Health care workers at Piedmont Athens Regional Medical Center display their face shields, courtesy of Shield Athens. Former Oglethorpe Avenue Elementary School media specialist Deirdre Sugiuchi co-founded Shield Athens to provide personal protective equipment to medical workers in need amidst the COVID-19 pandemic. “We’re producing face shields, which are plastic shields which protect people’s faces from spatters and sprays because they cover all orifices,” Sugiuchi said. “You can’t wear it by itself — you have to have a mask on up underneath it, but it’s another protective layer.” Photo courtesy of Deirdre Sugiuchi
In the face of COVID-19, many Athenians are working to create personal protective equipment for medical workers in the community.
Many members of the Athens-Clarke County community are leading efforts to create face coverings to combat shortages of personal protective equipment amid the COVID-19 outbreak.

(Image-grounded pointing data)

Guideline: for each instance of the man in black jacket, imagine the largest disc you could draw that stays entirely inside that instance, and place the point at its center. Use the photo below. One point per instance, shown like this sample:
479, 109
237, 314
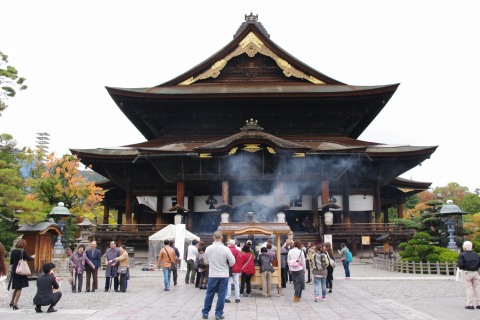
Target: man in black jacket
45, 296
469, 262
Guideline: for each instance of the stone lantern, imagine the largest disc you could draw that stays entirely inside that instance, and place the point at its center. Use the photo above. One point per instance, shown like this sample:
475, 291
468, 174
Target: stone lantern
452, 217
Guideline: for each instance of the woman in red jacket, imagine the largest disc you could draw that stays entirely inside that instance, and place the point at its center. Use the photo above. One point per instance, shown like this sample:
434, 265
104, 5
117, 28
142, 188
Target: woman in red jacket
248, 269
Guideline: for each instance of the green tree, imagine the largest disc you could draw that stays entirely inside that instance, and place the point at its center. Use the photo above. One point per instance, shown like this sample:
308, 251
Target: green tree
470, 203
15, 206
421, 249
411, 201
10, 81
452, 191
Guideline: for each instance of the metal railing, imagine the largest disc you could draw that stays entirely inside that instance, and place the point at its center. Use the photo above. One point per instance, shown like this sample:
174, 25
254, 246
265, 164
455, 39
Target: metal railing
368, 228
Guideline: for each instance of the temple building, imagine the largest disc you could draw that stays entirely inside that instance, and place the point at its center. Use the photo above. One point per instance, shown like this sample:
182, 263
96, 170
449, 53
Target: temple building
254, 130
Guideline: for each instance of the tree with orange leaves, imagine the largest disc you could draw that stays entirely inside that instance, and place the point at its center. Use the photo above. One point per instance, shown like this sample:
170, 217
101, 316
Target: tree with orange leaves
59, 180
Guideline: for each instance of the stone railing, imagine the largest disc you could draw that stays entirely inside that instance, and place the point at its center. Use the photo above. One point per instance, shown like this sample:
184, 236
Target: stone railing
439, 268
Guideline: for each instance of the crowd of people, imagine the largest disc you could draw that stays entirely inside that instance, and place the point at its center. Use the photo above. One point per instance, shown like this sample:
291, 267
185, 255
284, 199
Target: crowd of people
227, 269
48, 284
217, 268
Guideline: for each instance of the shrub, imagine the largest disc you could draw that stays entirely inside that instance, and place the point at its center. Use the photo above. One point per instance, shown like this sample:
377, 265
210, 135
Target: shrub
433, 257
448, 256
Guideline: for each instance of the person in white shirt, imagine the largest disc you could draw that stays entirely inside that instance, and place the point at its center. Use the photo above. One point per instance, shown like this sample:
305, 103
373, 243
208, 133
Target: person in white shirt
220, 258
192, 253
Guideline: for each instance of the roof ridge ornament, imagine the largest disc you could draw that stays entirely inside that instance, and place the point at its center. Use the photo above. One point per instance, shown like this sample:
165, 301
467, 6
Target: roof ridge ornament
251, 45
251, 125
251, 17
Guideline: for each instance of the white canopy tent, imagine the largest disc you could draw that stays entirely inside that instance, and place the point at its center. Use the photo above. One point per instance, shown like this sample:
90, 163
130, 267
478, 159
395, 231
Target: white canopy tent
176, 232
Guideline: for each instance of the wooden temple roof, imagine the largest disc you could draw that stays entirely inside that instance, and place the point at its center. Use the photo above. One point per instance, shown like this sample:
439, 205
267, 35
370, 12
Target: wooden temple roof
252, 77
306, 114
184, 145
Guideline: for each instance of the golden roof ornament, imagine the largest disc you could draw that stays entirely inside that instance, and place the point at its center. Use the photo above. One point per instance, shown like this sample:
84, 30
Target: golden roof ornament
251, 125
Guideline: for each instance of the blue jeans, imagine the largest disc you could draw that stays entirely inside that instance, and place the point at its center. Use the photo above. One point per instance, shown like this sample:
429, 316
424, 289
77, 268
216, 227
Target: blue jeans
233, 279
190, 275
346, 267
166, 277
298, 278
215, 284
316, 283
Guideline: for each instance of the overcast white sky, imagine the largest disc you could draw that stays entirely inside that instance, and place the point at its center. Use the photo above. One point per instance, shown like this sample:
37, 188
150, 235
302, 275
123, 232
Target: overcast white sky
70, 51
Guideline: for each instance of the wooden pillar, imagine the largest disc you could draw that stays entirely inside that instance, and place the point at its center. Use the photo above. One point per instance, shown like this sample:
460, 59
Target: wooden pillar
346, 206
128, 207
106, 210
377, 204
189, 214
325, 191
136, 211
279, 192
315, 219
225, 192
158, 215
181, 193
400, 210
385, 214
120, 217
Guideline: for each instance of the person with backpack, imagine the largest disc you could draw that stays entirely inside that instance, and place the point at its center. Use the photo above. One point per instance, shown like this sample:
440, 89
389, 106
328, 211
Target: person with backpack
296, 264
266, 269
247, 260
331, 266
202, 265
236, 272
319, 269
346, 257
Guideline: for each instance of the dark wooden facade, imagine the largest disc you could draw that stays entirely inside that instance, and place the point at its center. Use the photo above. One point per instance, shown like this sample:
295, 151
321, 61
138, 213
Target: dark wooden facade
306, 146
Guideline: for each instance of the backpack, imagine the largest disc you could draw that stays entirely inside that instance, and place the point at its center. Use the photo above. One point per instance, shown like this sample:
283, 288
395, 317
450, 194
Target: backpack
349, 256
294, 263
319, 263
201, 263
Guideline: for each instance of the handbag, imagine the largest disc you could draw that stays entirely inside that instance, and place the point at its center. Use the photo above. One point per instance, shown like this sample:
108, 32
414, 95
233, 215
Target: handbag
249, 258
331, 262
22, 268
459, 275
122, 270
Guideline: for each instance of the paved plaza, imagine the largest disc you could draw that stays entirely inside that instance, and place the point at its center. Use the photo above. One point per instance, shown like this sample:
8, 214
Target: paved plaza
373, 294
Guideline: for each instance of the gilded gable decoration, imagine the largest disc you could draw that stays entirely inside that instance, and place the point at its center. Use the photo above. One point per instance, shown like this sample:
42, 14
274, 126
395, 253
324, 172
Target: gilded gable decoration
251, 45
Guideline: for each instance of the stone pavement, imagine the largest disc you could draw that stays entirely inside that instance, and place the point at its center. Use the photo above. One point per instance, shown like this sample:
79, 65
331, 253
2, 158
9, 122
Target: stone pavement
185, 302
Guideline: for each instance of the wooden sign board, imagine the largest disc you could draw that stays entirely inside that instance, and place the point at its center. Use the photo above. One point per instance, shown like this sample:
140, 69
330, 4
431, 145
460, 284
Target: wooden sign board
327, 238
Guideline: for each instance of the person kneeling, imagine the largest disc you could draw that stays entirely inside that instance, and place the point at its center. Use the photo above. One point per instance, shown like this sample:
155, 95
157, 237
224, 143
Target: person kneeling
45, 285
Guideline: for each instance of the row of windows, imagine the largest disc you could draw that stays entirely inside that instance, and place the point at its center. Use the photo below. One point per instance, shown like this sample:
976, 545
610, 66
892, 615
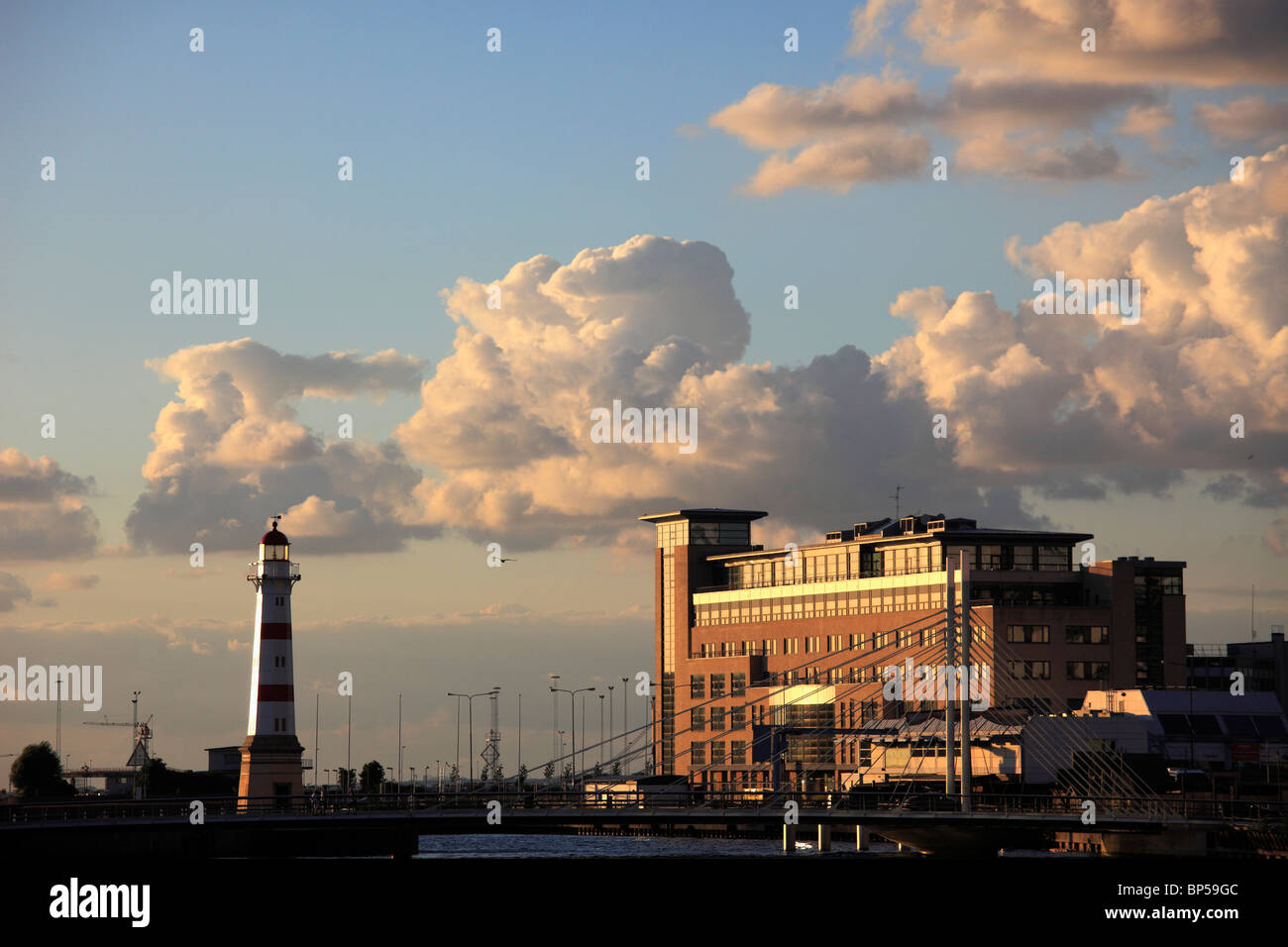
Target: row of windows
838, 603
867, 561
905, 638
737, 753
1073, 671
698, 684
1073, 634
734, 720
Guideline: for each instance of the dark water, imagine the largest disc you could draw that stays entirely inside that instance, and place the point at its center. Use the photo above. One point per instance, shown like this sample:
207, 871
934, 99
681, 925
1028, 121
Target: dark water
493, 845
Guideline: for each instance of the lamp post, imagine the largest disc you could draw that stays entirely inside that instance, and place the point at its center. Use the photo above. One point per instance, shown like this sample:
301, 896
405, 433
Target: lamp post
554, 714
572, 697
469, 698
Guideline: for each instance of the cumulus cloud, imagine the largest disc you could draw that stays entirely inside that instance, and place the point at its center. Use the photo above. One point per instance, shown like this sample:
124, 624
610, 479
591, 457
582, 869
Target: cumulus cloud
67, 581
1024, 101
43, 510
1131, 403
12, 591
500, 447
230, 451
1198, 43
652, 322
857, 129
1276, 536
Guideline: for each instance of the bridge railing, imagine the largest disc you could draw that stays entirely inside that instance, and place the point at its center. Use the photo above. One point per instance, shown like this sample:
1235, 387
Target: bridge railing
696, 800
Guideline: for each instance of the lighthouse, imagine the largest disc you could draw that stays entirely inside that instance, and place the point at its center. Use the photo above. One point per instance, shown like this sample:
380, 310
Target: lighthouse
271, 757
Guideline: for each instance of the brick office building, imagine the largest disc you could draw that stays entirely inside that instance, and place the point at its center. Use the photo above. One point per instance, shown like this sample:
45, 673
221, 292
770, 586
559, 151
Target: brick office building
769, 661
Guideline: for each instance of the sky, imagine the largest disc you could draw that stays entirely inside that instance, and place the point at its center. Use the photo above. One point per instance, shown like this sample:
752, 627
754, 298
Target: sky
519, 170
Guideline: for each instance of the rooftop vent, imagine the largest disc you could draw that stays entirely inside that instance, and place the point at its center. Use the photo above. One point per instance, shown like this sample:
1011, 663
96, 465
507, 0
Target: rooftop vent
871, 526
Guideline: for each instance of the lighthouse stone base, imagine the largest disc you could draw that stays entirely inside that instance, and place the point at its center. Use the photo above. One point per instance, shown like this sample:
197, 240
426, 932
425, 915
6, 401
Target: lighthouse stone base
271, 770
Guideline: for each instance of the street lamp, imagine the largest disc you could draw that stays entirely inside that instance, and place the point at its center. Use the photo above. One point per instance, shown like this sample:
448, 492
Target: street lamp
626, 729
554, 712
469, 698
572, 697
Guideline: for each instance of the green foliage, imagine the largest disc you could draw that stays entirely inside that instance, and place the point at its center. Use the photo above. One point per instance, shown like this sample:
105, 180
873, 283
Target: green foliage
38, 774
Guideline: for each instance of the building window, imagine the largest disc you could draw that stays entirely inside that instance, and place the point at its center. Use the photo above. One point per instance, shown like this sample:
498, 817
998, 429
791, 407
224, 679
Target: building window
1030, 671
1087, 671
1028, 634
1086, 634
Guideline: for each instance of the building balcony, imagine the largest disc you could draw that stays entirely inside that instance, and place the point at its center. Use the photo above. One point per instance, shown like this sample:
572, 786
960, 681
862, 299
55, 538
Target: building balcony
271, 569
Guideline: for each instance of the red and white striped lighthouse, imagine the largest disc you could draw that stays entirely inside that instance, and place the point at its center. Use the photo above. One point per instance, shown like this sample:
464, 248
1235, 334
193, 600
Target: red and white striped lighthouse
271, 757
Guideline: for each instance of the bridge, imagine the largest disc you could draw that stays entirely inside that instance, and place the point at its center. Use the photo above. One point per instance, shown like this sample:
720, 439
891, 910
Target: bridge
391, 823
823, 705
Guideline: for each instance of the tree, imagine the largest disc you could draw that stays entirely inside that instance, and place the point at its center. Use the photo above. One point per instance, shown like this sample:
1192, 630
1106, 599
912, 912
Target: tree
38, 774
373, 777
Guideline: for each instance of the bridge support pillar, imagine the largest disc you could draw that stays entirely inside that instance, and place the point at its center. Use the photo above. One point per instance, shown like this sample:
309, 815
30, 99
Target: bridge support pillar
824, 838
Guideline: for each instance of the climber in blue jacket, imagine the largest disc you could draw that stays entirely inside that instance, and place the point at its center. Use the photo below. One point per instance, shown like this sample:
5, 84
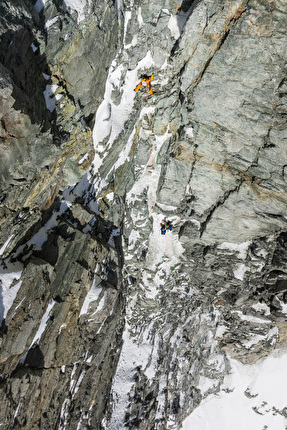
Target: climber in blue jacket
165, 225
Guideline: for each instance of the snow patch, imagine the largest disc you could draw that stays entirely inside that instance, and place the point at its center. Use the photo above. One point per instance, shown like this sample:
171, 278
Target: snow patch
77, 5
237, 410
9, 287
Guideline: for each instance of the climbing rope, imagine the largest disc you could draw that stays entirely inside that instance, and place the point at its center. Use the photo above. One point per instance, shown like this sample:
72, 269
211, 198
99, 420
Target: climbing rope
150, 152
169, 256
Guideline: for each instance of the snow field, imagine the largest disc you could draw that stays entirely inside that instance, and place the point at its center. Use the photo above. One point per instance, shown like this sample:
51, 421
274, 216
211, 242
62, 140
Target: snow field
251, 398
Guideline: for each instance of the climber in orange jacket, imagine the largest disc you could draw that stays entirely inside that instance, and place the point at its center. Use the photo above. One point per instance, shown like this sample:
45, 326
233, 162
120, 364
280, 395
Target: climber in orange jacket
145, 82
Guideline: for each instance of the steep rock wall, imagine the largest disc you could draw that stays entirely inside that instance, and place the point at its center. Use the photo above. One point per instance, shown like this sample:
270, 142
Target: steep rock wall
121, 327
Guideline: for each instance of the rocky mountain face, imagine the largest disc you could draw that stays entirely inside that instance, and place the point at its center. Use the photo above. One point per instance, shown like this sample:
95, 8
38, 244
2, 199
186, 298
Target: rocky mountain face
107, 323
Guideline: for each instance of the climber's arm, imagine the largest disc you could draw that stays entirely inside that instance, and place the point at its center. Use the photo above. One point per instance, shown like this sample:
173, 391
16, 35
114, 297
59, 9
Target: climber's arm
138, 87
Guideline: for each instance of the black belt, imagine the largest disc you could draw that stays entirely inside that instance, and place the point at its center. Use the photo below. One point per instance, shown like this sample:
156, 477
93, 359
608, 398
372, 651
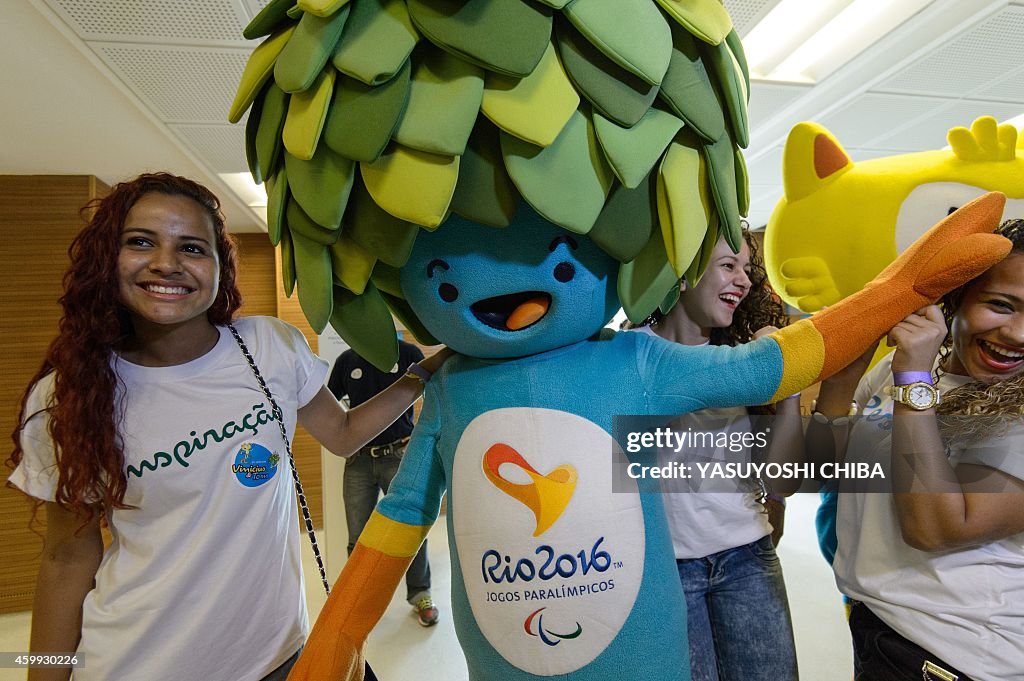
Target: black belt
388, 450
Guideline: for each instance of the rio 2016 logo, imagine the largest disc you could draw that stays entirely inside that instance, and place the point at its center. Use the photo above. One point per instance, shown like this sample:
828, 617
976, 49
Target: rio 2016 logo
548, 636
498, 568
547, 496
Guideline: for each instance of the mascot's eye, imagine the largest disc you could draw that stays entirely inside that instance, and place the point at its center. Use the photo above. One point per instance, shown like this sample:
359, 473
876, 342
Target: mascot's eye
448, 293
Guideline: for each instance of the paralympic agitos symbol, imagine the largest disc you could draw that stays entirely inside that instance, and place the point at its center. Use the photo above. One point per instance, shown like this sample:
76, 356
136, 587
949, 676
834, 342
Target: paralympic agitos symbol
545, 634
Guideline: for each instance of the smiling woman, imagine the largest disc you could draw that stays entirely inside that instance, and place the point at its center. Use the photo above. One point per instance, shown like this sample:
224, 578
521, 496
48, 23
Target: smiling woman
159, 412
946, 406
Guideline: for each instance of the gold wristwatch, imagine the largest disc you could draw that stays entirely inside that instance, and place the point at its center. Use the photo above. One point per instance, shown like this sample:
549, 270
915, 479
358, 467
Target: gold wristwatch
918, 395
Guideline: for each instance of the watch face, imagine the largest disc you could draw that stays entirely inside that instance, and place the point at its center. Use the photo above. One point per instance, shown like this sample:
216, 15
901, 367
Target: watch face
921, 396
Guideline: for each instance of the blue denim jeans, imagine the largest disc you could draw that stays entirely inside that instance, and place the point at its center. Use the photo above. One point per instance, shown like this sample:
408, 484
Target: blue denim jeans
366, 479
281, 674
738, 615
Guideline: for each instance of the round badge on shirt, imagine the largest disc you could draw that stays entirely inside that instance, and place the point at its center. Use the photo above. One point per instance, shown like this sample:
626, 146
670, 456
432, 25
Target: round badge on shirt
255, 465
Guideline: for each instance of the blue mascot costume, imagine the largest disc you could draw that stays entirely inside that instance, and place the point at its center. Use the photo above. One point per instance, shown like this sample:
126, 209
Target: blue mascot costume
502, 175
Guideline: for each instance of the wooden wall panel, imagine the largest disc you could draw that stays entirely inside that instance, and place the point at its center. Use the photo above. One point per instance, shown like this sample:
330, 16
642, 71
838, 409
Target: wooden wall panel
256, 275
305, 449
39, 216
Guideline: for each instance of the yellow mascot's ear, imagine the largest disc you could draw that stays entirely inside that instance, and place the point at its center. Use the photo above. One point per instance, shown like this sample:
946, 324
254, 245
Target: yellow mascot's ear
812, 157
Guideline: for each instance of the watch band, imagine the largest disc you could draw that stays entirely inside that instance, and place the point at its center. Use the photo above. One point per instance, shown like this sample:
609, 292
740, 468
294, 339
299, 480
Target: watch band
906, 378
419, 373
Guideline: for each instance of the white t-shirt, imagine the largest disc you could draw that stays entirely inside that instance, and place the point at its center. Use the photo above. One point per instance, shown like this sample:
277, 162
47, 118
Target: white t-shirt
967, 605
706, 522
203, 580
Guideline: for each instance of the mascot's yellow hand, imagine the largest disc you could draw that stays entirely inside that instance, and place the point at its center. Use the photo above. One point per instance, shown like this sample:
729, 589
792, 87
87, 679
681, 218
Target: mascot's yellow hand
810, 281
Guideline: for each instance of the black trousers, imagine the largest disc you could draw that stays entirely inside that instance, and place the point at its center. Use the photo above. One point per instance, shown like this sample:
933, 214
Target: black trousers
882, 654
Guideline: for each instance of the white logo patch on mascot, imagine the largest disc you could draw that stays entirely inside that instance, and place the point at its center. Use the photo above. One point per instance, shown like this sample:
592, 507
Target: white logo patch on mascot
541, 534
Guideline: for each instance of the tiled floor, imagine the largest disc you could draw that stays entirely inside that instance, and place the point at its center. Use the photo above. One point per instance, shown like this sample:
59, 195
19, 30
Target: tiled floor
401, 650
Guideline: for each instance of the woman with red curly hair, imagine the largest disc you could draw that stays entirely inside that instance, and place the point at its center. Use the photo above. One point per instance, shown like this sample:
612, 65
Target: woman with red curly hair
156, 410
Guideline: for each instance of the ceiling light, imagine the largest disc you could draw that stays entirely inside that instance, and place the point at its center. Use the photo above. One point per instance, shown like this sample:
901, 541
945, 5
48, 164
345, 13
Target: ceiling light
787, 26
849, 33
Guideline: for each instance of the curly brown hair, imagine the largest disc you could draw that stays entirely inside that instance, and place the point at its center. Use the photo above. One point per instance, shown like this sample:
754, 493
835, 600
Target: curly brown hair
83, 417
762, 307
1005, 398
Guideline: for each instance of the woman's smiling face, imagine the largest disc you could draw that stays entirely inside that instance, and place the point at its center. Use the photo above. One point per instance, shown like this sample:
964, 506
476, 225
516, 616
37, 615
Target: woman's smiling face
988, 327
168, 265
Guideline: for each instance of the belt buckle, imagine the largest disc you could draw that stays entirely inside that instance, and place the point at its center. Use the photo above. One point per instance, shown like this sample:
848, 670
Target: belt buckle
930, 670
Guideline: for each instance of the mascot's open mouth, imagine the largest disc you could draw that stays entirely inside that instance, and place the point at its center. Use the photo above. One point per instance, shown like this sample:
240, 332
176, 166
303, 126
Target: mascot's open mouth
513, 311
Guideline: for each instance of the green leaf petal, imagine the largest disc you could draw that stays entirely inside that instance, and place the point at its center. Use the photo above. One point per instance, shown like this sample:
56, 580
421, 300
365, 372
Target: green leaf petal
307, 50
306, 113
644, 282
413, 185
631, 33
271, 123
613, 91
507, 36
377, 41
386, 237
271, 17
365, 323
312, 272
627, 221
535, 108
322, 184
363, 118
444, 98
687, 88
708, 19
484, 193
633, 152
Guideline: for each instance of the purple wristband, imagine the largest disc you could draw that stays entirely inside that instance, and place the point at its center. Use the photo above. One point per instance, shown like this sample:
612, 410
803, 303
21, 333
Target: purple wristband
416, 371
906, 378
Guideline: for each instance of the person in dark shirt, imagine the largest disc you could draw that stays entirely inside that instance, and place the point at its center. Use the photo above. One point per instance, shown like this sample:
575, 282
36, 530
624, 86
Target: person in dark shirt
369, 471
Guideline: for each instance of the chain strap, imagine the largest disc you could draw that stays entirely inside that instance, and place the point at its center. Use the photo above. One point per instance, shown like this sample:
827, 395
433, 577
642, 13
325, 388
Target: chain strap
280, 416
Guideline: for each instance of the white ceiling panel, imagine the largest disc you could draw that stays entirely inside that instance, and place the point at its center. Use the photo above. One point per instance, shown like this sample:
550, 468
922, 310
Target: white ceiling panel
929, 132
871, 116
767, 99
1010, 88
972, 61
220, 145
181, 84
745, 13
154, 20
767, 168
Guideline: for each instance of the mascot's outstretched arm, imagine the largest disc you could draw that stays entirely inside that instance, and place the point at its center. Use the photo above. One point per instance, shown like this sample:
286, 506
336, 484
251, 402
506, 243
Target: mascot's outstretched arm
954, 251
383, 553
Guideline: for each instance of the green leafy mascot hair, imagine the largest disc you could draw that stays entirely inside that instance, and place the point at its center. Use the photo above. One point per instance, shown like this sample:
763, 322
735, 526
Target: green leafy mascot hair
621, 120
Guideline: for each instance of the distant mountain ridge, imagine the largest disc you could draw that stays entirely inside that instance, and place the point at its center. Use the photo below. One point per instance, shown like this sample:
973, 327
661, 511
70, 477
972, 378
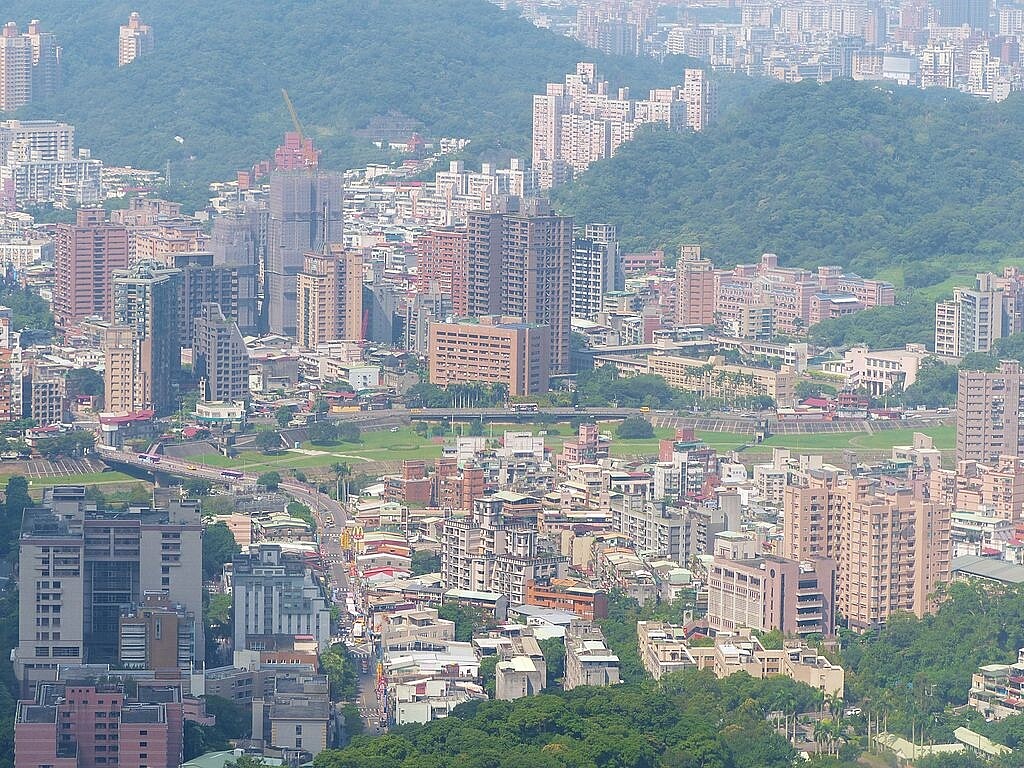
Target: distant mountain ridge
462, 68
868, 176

# What the task requires:
Copy out the entire passage above about Athens residents making protective gear for medical workers, word for word.

# Task result:
Health care workers at Piedmont Athens Regional Medical Center display their face shields, courtesy of Shield Athens. Former Oglethorpe Avenue Elementary School media specialist Deirdre Sugiuchi co-founded Shield Athens to provide personal protective equipment to medical workers in need amidst the COVID-19 pandemic. “We’re producing face shields, which are plastic shields which protect people’s faces from spatters and sprays because they cover all orifices,” Sugiuchi said. “You can’t wear it by itself — you have to have a mask on up underneath it, but it’s another protective layer.” Photo courtesy of Deirdre Sugiuchi
In the face of COVID-19, many Athenians are working to create personal protective equipment for medical workers in the community.
Many members of the Athens-Clarke County community are leading efforts to create face coverings to combat shortages of personal protective equipment amid the COVID-19 outbreak.